• _EXERCISE INSTRUCTIONS_
Name every country where the trial described in the text on gatifloxacin and TB treatment took place.

Jul 18, 2014
Gatifloxacin, a possible shortening of TB treatment regimen
A previous study, RIFAQUIN, found that it was not possible to shorten the TB treatment regimen from 6 months to 4 months by use of moxifloxacin and rifapentine twice weekly in place of rifampicin and isonazid in the continuation phase of TB treatment.
The non-inferiority, blinded, randomized control trial was conducted in Benin, Guinea, Senegal, Kenya, and South Africa. In the control arm of the study, 919 people were given the World Health Organization-recommended six-month course of TB treatment, whereas 917 people in the test arm received 400mg of Gatifloxacin, six days a week, in place of ethambutol for two months, followed by two months of treatment with gatifloxacin, rifampicin and isoniazid. All participants were adults with new TB diagnoses.

• _RECORD EXCERPTS_
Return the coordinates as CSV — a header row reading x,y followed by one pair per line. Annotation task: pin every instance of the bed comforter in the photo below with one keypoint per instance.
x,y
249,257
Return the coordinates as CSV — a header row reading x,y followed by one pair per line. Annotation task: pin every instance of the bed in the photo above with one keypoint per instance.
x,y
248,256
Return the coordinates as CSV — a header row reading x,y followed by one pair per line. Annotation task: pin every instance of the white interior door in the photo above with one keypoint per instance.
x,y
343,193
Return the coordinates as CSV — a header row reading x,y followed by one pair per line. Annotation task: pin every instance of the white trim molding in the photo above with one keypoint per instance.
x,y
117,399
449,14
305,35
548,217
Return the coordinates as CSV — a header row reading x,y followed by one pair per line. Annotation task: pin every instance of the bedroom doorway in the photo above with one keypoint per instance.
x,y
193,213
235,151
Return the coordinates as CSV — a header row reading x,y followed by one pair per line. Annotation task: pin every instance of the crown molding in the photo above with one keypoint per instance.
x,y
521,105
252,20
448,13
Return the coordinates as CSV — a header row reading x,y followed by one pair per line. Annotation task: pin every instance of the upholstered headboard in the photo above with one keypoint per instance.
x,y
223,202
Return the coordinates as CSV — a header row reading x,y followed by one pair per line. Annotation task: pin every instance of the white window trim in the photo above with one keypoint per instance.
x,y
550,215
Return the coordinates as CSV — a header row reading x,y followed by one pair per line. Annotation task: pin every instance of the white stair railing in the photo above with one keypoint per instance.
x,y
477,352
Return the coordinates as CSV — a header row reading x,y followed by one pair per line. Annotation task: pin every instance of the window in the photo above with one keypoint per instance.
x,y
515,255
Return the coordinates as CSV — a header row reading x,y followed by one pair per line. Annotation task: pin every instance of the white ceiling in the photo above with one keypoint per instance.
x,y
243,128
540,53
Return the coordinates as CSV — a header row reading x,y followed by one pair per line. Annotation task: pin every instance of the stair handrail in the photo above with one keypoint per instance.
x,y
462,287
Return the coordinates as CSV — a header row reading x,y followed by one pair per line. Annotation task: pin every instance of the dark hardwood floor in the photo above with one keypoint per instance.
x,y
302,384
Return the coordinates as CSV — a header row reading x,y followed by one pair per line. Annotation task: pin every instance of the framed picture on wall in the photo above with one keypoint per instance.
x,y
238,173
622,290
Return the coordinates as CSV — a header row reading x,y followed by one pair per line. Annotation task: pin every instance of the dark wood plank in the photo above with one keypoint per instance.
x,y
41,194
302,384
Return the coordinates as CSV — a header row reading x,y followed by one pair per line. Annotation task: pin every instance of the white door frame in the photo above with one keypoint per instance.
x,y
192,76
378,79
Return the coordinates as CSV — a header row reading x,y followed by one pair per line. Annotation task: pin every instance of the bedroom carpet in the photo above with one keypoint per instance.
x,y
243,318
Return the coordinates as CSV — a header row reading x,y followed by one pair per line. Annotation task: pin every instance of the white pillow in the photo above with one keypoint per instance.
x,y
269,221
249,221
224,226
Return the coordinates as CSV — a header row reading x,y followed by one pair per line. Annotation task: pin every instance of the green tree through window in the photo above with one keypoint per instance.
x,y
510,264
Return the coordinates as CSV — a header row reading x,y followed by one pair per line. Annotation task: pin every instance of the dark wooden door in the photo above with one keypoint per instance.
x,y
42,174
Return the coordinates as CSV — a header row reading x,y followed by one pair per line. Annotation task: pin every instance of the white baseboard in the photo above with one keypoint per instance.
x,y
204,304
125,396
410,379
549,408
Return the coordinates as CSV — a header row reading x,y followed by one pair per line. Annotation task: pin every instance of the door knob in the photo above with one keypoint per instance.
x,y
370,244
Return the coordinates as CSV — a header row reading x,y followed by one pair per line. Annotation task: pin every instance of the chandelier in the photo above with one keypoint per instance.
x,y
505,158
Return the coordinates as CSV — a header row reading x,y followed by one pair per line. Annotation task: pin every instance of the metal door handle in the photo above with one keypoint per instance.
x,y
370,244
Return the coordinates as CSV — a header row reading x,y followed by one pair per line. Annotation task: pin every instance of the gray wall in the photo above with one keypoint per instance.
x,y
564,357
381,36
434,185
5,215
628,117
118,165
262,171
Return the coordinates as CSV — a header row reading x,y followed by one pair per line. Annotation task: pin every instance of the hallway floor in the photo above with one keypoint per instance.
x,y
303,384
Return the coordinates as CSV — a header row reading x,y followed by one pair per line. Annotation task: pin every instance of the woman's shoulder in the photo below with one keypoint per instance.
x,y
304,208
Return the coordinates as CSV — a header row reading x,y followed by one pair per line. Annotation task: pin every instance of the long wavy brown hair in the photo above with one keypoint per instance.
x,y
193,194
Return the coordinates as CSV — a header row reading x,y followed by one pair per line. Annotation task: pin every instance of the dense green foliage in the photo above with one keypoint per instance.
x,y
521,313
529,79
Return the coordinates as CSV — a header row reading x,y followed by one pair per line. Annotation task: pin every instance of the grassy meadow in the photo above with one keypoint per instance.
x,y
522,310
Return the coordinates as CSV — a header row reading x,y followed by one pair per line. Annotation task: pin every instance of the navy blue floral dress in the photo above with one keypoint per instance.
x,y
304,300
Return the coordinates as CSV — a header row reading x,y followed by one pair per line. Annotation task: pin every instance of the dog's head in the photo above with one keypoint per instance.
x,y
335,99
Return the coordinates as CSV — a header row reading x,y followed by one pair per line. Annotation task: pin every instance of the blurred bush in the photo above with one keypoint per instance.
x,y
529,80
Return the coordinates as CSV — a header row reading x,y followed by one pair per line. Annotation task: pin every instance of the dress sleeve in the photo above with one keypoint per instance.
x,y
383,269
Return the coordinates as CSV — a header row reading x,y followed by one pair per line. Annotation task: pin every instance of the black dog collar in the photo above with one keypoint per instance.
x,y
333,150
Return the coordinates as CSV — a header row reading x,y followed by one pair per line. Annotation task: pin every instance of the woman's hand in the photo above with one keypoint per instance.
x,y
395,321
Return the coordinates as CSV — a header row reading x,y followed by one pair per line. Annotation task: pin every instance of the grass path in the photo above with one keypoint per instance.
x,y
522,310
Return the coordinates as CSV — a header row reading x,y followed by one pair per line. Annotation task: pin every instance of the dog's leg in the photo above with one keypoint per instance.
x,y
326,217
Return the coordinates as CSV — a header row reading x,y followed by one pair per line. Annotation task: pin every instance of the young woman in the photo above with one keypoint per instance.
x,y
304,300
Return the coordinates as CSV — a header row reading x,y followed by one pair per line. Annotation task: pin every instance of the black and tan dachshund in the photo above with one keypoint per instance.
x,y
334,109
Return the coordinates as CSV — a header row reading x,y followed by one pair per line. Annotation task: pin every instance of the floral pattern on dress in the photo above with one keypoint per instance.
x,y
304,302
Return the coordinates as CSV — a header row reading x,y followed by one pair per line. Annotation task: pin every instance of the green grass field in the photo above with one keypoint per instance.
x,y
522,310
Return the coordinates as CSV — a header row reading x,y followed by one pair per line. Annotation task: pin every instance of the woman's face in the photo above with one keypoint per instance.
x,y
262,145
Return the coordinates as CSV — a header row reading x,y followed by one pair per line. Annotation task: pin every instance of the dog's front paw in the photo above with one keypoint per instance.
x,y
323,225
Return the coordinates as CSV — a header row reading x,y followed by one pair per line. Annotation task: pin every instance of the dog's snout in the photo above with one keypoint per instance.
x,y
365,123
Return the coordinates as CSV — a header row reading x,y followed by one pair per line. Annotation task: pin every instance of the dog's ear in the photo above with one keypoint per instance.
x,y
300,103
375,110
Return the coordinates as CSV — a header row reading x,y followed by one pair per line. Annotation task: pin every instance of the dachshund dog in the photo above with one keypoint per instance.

• _SOLUTION FOR THIS EXERCISE_
Benin, Guinea, Senegal, Kenya, and South Africa.